Image-grounded pointing data
▶

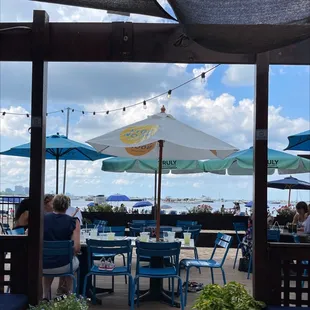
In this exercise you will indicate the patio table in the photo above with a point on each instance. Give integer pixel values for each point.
(154, 293)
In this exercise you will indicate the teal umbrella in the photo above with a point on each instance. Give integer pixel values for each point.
(299, 142)
(131, 165)
(59, 147)
(241, 163)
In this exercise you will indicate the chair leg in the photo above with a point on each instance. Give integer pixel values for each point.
(124, 262)
(212, 275)
(223, 274)
(181, 293)
(250, 266)
(186, 285)
(196, 257)
(238, 247)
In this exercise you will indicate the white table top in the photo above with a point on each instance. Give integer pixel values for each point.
(189, 246)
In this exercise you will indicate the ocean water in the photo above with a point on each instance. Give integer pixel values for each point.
(178, 207)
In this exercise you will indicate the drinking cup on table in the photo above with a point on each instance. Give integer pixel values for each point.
(93, 233)
(187, 238)
(111, 236)
(171, 236)
(144, 236)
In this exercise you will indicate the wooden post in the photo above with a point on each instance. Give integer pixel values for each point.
(260, 256)
(40, 34)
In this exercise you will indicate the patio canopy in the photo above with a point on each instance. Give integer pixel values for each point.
(244, 18)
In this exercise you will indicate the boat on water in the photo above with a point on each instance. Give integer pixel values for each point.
(100, 199)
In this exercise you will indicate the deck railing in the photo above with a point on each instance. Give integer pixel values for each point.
(289, 274)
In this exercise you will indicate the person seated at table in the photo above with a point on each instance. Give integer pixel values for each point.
(22, 214)
(301, 214)
(247, 240)
(48, 203)
(58, 226)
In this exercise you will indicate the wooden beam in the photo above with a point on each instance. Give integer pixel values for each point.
(260, 256)
(304, 156)
(40, 36)
(135, 42)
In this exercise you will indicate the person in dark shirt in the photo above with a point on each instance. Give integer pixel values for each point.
(58, 226)
(22, 214)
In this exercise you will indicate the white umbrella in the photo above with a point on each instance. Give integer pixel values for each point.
(161, 136)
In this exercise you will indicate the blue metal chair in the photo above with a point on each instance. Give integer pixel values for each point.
(119, 232)
(52, 249)
(115, 247)
(155, 250)
(304, 262)
(272, 235)
(186, 223)
(239, 226)
(222, 240)
(195, 231)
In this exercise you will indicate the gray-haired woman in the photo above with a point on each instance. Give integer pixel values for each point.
(58, 226)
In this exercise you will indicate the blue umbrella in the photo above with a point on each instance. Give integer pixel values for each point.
(59, 148)
(141, 204)
(250, 204)
(118, 197)
(299, 142)
(289, 183)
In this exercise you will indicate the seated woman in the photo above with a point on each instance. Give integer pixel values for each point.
(247, 240)
(22, 214)
(301, 214)
(58, 226)
(48, 203)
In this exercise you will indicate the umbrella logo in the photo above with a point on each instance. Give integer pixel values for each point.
(138, 134)
(140, 150)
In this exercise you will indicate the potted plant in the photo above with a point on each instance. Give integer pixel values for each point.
(232, 296)
(64, 302)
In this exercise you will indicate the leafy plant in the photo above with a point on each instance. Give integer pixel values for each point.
(286, 211)
(70, 302)
(232, 296)
(200, 209)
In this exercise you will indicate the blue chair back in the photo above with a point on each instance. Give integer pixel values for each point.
(186, 223)
(88, 226)
(239, 226)
(273, 235)
(194, 230)
(158, 249)
(100, 222)
(18, 231)
(118, 230)
(110, 247)
(134, 231)
(54, 249)
(139, 222)
(222, 241)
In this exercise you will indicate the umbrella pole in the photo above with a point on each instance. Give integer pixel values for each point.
(155, 194)
(160, 165)
(57, 173)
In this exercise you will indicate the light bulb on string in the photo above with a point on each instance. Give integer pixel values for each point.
(203, 77)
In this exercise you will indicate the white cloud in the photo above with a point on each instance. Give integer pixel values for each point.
(239, 75)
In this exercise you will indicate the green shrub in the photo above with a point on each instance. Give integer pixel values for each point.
(70, 302)
(232, 296)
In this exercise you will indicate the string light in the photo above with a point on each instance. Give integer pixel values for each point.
(143, 103)
(203, 77)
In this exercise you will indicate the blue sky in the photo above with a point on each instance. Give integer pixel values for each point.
(222, 107)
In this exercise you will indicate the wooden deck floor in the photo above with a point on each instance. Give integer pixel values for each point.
(118, 300)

◀

TASK TO CARRY OUT: Leave out the pictures, then copy all the remaining text in the records exactly.

EXERCISE RESPONSE:
In this exercise you will indicate the patio table in the photo above with a point on each instance. Give integer pixel values for each point.
(154, 293)
In this exercise you will indicate the teal umbrella in the photo above with a point on each instance. Give integer pixel values for each point.
(299, 142)
(131, 165)
(59, 147)
(241, 163)
In this exercise you will indicate the chair leg in the photo above with a point on each instance. Give integer pixel values for each point.
(124, 262)
(212, 275)
(223, 274)
(181, 293)
(250, 266)
(186, 285)
(196, 257)
(238, 247)
In this exercise you will indicate the white table top in the photo above with a point on each instance. Give integer pixel values for each point.
(189, 246)
In this exercise you will indicate the ocean water in the photo above with a point on each instance. Give integer pixel values for each point.
(178, 207)
In this exercise you will indicate the drinking cup on table in the photo above with a point on each instance. Give integer pixel values for each point.
(93, 233)
(187, 238)
(111, 236)
(171, 236)
(144, 236)
In this exercise you will indicate the wooden post in the photo above with a point on each instance. Give integer pixel values for each point.
(260, 256)
(40, 34)
In this exercise you will indicate the patio canopy in the photo above with a point on each instance. Give integer pixel values for each point.
(244, 18)
In this exercise you will indicate the boat on water in the photo above with a point on each instance. Give integer pixel values for each point.
(100, 199)
In this exercise you will indicate the deck railing in the photo above with a point on each instance. Give integer pixel values for each point.
(289, 274)
In this exercise you will indicate the person seated at table in the photo above with a point on each instance. Give integer pixel values for each point.
(22, 214)
(301, 214)
(247, 240)
(48, 203)
(58, 226)
In this exercise you will indicate the wooden beam in the photo above with a point on each instance. Give integer pixel values for each point.
(260, 256)
(304, 156)
(40, 36)
(135, 42)
In this exercise you will indicate the person in dark shirt in the photo above with a point on each instance. Give integer pixel values for each point.
(58, 226)
(22, 214)
In this exercise you will indicate the white umbrella in the photo above with a point on each instance. Give integer pixel values for each point.
(161, 136)
In this exercise you will indicate the blue metal chair in the photo above with a point on each instance. Give integer pixel values for each point.
(119, 232)
(52, 249)
(115, 247)
(155, 250)
(304, 262)
(272, 235)
(186, 223)
(239, 226)
(222, 240)
(195, 231)
In this exercise you will indicate the gray-haired woman in the photo above with a point on each instance. Give integer pixel values for each point.
(58, 226)
In this exercise you will indicate the blue umbrella in the photo above with a point on each instance. Give integer pixel values for each point.
(59, 148)
(141, 204)
(250, 204)
(118, 197)
(299, 142)
(289, 183)
In this exercise you will indicate the seated woman in the photo above with a point on each instance. Give integer pixel values for each point.
(247, 240)
(22, 214)
(301, 214)
(58, 226)
(48, 203)
In this exercise you will indicate the umbrella logo in the photo above with a point on each instance. Give integer pixel values for each point.
(138, 134)
(140, 150)
In this exercise you will indicate the potted plant in the photo above with a point on each instance. Give integer pixel values for each point.
(232, 296)
(64, 302)
In this exercise you will indicate the leafy plant in the photo above with a point on each instance. Give integer pixel values for each point.
(286, 211)
(70, 302)
(232, 296)
(200, 209)
In this exercise you will indicate the blue chair back in the photo above with a point on each instance. Give integer pixel values for each point.
(186, 223)
(88, 226)
(239, 226)
(273, 235)
(194, 230)
(158, 249)
(100, 222)
(18, 231)
(118, 230)
(110, 247)
(134, 231)
(54, 249)
(139, 222)
(222, 241)
In this exercise you will indicate the umbrella pole in the photo above with a point on each instance. Give integer pixel values for each point.
(155, 194)
(160, 165)
(57, 173)
In this exercise you will indicate the light bulb on string in the photo above with a point on each instance. Give integer pixel values for each point.
(203, 77)
In this exercise you will indicate the white cloud in the photo above with a point on each instance. Give integer pixel values for each point.
(239, 75)
In this exercise you will indicate the green shrub in the photo above with a point on each instance. Give integer pixel values for each point.
(70, 302)
(232, 296)
In this exercise you will indicate the string light in the photo above with a point on each instance. Give integer pixel values for each point.
(143, 103)
(203, 77)
In this exercise you will indicate the blue sky in the photo above with a point on each instance. Give integer pixel values for each point.
(222, 107)
In this exercise you will indicate the wooden deck floor in the photo above with a point on each instance. Give integer pixel values for each point.
(118, 300)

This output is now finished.